## Reading text
Binomial Distribution and Binomial Test in Python

[This article was first published on PyShark, and kindly contributed to python-bloggers]. (You can report issue about the content on this page here)
Want to share your content on python-bloggers? click here.

In this article we will explore binomial distribution and binomial test in Python.

Table of contents


Introduction

To continue following this tutorial we will need the following Python libraries: scipy, numpy, and matplotlib.

If you don’t have it installed, please open “Command Prompt” (on Windows) and install it using the following code:

pip install scipy
pip install numpy
pip install matplotlib

What is a binomial distribution

Binomial distribution is one of the most popular distributions in statistics, along with normal distribution. Binomial distribution is a discrete probability distribution of a number of successes (\(X\)) in a sequence of independent experiments (\(n\)). Each experiment has two possible outcomes: success and failure. Success outcome has a probability \(p\), and failure has probability \((1-p)\).

Note: an individual experiment is also called a Bernoulli trial, an experiment with exactly two possible outcomes. And binomial distribution for one experiment (\(n=1\)) is also a Bernoulli distribution.

In other words, binomial distribution models the probability of observing either success or failure outcome in an independent experiment that is repeated multiple times.

## Goal 1
Answer these questions about the binomial distribution article:
(a) Which three Python libraries does the tutorial require?
(b) What is an individual experiment with exactly two possible outcomes also called?
(c) What probability is assigned to the failure outcome?
The article and the entries are unrelated material.

## Provided data

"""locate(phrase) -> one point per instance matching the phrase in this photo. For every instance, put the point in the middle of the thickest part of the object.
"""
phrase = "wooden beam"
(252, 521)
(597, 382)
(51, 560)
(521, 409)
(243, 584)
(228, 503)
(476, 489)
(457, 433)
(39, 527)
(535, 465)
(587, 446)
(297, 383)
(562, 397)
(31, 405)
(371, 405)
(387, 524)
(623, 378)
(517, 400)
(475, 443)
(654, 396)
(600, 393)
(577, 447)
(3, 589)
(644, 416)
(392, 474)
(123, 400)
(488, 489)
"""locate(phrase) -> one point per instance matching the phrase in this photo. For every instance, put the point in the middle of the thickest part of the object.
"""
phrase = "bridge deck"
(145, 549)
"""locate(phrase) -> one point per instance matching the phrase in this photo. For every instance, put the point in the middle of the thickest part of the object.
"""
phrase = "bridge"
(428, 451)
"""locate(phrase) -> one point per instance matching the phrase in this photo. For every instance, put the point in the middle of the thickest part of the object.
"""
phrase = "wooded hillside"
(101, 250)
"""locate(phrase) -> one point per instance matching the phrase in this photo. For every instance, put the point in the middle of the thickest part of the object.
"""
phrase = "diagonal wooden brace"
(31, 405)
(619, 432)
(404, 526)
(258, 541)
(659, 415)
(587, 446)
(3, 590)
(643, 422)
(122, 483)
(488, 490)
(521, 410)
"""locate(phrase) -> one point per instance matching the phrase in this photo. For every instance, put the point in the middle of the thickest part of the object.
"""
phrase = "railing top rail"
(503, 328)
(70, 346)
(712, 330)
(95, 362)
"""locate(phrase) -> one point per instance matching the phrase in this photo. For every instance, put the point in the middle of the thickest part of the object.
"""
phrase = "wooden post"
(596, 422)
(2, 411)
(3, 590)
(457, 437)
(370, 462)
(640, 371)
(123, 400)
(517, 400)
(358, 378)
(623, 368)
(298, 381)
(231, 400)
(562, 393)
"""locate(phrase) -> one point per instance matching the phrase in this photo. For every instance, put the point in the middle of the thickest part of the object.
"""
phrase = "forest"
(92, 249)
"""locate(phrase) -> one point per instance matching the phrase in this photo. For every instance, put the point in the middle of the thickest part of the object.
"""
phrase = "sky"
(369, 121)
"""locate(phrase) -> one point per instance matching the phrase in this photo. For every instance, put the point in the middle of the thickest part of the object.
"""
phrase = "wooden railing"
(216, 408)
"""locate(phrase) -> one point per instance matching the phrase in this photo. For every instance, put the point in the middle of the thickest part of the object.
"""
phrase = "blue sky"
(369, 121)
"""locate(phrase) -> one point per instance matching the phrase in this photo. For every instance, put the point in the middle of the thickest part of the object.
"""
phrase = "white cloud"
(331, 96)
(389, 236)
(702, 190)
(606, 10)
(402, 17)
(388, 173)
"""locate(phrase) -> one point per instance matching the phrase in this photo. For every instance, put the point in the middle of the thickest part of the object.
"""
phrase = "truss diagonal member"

## Goal 2
Determine how many lines of the entries contain the word "wooden". Give only the number.

## Full response 1
(a) scipy, numpy, and matplotlib
(b) A Bernoulli trial
(c) \((1-p)\)

## Full response 2
4